QUESTIONS ON THE MATERIAL:
(a) According to the article on Google ads and misinformation, what share of the domains that had repeatedly published climate change misinformation made money from Google Ads?
(b) Please print the part of the article on Google ads and misinformation starting with "Overall, ProPublica finds" and going on through "is particularly lacking.".

===== TEXT BLOCK =====

Back in December 2021, Science Feedback conducted a quick check on the extent to which Google’s then-new policy on demonetizing climate change denial content was enforced. Our study focused on videos published on Youtube.
We first found that Google’s policy was too narrow: about half of the videos that scientists had rated as propagating misinformation on climate change fell outside the scope of Google’s demonetization rules (not all of these videos displayed ads, however). In addition, even for the videos that were covered by the new policy, half still carried – and hence profited from – ads. All in all, about half of videos propagating misinformation on climate change were still monetized by Youtube.
Our findings were corroborated by at least another investigation that came out around the same time, establishing strong support for the idea that the new policy was a work-in-progress that still required very significant improvements if it was to meet its intended goals.
One year on, ProPublica is releasing a larger investigation looking at the current state of Google’s placement of ads on websites that are known to frequently carry misinformation on Covid-19 (another of Science Feedback’s main focus areas), election disinformation and climate change. Their investigation is the largest to date on ad scrutiny in languages other than English.
Overall, ProPublica finds that Google still monetizes many websites and articles that promote harmful misinformation, much of which is in direct breach of its stated demonetization policy. Enforcement of its own rules on languages other than English is particularly lacking.
On climate change specifically, ProPublica relied on Open Feedback data. ProPublica finds that 20% of URLs flagged as propagating misinformation about climate change were still being monetized by Google, and that 34% of the domains that had repeatedly published climate change misinformation made money from Google Ads.
Even more importantly, considering that the URLs scanned contained only the most unambiguous forms of climate change misinformation, and that the sample we shared was weighted heavily towards English-language content (on which Google tends to perform much better than on other languages), ProPublica’s findings almost certainly underestimate the true extent of Google’s monetization of climate change misinformation content.

===== EXTRACTED DATA =====

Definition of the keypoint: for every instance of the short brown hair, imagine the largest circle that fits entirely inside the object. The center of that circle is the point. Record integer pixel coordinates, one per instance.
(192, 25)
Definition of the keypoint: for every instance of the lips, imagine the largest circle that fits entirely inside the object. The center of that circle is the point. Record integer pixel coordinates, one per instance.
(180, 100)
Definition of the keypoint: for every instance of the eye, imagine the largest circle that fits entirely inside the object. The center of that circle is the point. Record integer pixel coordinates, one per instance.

=====

PROBLEM SOLUTIONS:
(a) 34%

(b)
Overall, ProPublica finds that Google still monetizes many websites and articles that promote harmful misinformation, much of which is in direct breach of its stated demonetization policy. Enforcement of its own rules on languages other than English is particularly lacking.